__STATED PROBLEM 1__
According to the design philosophy excerpt, which view of errors shapes most enterprise AI tooling dashboards?
__STATED PROBLEM 2__
Retype the design philosophy excerpt, everything from "These two views" down to "invests in them.".
__STATED PROBLEM 3__
Decide whether each statement agrees with the design philosophy excerpt, answering yes or no and quoting the words that settle it: (a) Under the second view, the first interaction will almost always miss something. (b) The first view invests heavily in the correction pipeline. (c) The users who give the most corrections are often the most engaged users.

__EXCERPT__
The Design Philosophy Question
Underneath all of this is a question about what errors mean in a human-AI interaction. There are two defensible positions.
The first treats errors as failures to be minimized. Under this view, the goal of the system is to produce correct outputs on the first try, corrections represent defects, and the success metric is the correction rate going to zero. This is the view that shapes most enterprise AI tooling dashboards.
The second treats errors as the primary mechanism through which the system learns who the user is. Under this view, the first interaction is almost always going to miss something, because the system does not know the user yet. Corrections are not defects; they are the conversation through which the system and user develop a shared understanding. The goal is not to eliminate corrections but to ensure that each correction makes the next one less necessary.
These two views lead to genuinely different architectures. The first optimizes the base model heavily and provides minimal per-user personalization infrastructure. The second invests heavily in the correction pipeline: storage, retrieval, weighting, conflict resolution, feedback loops. The first view produces systems that are correct on average and frustrating for users whose needs diverge from the average. The second view produces systems that start rough and improve as the user invests in them.
For a Discord bot, this is more than a philosophical question. The users who give the most corrections are often the most engaged users, the ones who care enough to say “that’s not what I wanted.” Building a system that treats their corrections as first-class feedback rather than noise is a way of rewarding that engagement. The bot improves for them specifically. Over time, the interaction feels less like using a tool and more like working with something that has learned your particular way of thinking about problems.
The harder version of Sebi’s framing, “allow me to get to know you, mistakes and all,” is not just the AI system asking permission to learn. It is a commitment on the system’s side: that the investment the user makes in correcting outputs will be retained, respected, and used to make the next interaction better. Most current systems do not make that commitment because storing and acting on correction history is expensive and requires organizational willingness to treat corrections as product inputs rather than product failures.
That is the actual design choice worth making explicit: not whether your system can learn from corrections, but whether your team treats the correction pipeline as load-bearing infrastructure or as a future enhancement to ship later.

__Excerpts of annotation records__

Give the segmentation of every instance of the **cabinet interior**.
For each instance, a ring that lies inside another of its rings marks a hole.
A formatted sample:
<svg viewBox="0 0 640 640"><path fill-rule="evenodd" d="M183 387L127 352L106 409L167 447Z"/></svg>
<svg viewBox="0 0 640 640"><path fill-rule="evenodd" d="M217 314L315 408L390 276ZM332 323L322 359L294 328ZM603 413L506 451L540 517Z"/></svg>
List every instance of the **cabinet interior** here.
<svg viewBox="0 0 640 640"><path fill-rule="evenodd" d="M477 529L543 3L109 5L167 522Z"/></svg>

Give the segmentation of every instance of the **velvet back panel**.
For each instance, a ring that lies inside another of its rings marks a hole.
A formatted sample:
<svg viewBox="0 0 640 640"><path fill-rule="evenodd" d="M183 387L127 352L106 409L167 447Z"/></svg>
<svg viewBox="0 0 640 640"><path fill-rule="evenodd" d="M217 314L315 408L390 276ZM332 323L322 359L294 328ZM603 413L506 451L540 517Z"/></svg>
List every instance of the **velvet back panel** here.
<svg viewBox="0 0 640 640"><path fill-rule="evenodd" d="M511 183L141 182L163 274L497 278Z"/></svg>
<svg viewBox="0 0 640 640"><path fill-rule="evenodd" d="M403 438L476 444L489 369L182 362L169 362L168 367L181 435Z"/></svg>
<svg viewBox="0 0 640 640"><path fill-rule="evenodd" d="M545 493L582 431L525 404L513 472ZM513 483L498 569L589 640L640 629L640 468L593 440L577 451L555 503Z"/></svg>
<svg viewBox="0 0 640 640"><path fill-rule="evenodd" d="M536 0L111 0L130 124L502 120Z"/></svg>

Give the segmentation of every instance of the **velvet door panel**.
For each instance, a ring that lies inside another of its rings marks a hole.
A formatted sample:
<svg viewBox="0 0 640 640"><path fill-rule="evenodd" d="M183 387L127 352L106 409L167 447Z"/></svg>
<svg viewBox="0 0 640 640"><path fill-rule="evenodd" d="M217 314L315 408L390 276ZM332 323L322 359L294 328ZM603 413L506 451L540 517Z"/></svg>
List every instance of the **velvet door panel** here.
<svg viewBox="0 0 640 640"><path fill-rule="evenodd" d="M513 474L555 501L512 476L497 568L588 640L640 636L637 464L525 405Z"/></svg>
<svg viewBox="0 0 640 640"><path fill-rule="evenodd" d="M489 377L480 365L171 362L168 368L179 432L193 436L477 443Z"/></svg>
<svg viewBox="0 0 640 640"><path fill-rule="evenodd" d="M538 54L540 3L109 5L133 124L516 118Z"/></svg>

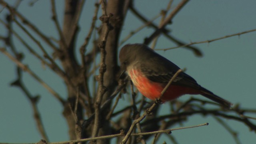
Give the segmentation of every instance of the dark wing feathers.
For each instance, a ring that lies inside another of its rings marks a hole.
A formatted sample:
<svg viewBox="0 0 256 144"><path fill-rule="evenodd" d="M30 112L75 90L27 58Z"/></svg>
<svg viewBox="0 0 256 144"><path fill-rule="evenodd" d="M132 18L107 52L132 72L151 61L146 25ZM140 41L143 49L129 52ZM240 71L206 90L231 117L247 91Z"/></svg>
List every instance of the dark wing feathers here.
<svg viewBox="0 0 256 144"><path fill-rule="evenodd" d="M142 72L153 82L167 83L175 73L180 69L176 64L158 55L150 57L139 66ZM157 64L157 65L152 64ZM153 67L154 66L154 67ZM194 88L200 88L200 86L192 77L182 72L175 78L172 84L179 85Z"/></svg>

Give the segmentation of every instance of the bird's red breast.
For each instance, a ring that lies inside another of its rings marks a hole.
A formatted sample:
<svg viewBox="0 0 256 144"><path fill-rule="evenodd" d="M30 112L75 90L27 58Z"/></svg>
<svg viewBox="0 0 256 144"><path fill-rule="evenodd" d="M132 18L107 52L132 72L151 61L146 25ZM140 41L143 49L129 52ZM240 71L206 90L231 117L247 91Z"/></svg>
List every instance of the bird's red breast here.
<svg viewBox="0 0 256 144"><path fill-rule="evenodd" d="M128 74L134 84L144 96L154 100L161 96L161 93L167 84L152 82L149 80L138 69L131 69ZM198 94L198 90L182 86L171 85L161 100L164 102L174 99L186 94Z"/></svg>

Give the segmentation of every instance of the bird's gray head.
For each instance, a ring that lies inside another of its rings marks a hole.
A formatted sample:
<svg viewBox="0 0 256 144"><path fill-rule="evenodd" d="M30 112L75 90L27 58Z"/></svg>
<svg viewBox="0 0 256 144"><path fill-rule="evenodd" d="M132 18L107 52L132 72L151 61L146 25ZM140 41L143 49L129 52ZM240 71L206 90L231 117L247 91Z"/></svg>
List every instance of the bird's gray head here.
<svg viewBox="0 0 256 144"><path fill-rule="evenodd" d="M154 51L144 44L135 44L126 45L122 48L119 52L119 60L121 69L126 70L127 67L134 64L134 62L144 60L144 59L147 58L148 54Z"/></svg>

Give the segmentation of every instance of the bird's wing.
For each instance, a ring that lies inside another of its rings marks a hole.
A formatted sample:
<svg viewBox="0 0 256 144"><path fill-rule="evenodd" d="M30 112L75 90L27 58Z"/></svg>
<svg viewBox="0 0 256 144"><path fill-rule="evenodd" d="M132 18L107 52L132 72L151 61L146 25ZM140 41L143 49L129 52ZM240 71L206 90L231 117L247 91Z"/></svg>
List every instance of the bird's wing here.
<svg viewBox="0 0 256 144"><path fill-rule="evenodd" d="M157 64L152 65L152 64ZM174 64L158 55L158 56L152 57L145 60L139 66L142 72L148 78L153 82L162 83L168 83L175 73L180 69ZM152 68L152 66L154 67ZM183 72L175 78L172 84L194 88L200 88L194 78Z"/></svg>

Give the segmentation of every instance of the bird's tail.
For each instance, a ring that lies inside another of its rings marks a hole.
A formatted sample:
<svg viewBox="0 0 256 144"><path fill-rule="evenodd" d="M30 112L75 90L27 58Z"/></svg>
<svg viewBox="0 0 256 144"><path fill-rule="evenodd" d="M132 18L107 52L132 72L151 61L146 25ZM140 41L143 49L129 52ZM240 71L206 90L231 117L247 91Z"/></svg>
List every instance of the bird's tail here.
<svg viewBox="0 0 256 144"><path fill-rule="evenodd" d="M219 103L226 108L231 109L231 106L233 105L232 103L216 95L212 92L203 87L201 87L201 92L202 92L201 94L203 96Z"/></svg>

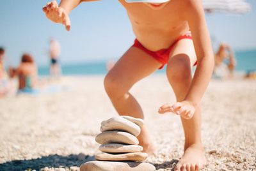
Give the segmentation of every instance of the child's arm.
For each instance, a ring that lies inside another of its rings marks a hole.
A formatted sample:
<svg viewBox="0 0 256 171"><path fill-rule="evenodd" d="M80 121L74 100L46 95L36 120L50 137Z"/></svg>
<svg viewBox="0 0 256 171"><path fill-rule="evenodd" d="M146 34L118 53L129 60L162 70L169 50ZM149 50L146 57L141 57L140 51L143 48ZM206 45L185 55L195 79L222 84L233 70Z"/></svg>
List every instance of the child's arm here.
<svg viewBox="0 0 256 171"><path fill-rule="evenodd" d="M66 29L70 29L70 20L68 14L81 2L95 1L99 0L62 0L60 6L56 1L48 3L43 7L46 17L51 21L65 25Z"/></svg>
<svg viewBox="0 0 256 171"><path fill-rule="evenodd" d="M183 3L186 9L183 17L188 20L192 33L197 66L184 100L175 103L169 108L167 107L170 105L164 105L159 108L159 112L163 114L171 112L180 114L185 119L191 119L200 103L211 78L214 59L201 1L184 0Z"/></svg>

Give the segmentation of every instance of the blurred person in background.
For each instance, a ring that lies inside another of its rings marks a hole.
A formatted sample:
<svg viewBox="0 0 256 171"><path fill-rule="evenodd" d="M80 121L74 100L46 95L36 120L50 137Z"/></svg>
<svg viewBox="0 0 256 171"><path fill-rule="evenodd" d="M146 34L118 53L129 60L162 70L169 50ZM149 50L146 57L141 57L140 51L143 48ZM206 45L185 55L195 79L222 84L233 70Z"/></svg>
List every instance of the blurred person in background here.
<svg viewBox="0 0 256 171"><path fill-rule="evenodd" d="M31 55L24 54L17 68L10 68L12 78L17 77L19 93L34 93L37 83L37 67Z"/></svg>
<svg viewBox="0 0 256 171"><path fill-rule="evenodd" d="M222 43L214 56L215 65L214 76L217 78L233 78L236 62L230 46Z"/></svg>
<svg viewBox="0 0 256 171"><path fill-rule="evenodd" d="M0 97L4 96L9 89L8 77L4 66L4 48L0 47Z"/></svg>
<svg viewBox="0 0 256 171"><path fill-rule="evenodd" d="M51 77L58 78L61 75L61 69L59 57L61 48L59 42L54 38L50 40L50 58L51 67L50 75Z"/></svg>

__EXPECTED ANSWER 1__
The view that treats errors as failures to be minimized.

__EXPECTED ANSWER 2__
These two views lead to genuinely different architectures. The first optimizes the base model heavily and provides minimal per-user personalization infrastructure. The second invests heavily in the correction pipeline: storage, retrieval, weighting, conflict resolution, feedback loops. The first view produces systems that are correct on average and frustrating for users whose needs diverge from the average. The second view produces systems that start rough and improve as the user invests in them.

__EXPECTED ANSWER 3__
(a) Yes: "the first interaction is almost always going to miss something, because the system does not know the user yet"
(b) No: "The first optimizes the base model heavily and provides minimal per-user personalization infrastructure."
(c) Yes: "The users who give the most corrections are often the most engaged users"